## [OBJECTIVE]
Can you copy out every line of the entries below, requests included, but add 83 to each coordinate in the path outlines?

## [SOURCE DATA]
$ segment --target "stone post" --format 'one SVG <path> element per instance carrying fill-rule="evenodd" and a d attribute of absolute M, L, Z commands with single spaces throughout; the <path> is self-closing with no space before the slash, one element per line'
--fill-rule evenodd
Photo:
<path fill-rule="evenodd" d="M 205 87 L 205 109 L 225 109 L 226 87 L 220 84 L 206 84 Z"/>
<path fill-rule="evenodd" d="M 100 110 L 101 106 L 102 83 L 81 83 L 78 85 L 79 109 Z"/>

## [CORRECT ANSWER]
$ segment --target "stone post" --format 'one SVG <path> element per instance carrying fill-rule="evenodd" and a d attribute of absolute M, L, Z commands with single spaces throughout; the <path> is self-closing with no space before the slash, one element per line'
--fill-rule evenodd
Photo:
<path fill-rule="evenodd" d="M 288 170 L 288 192 L 308 192 L 309 170 L 303 167 L 289 167 Z"/>
<path fill-rule="evenodd" d="M 183 193 L 184 189 L 185 166 L 164 166 L 161 168 L 162 192 Z"/>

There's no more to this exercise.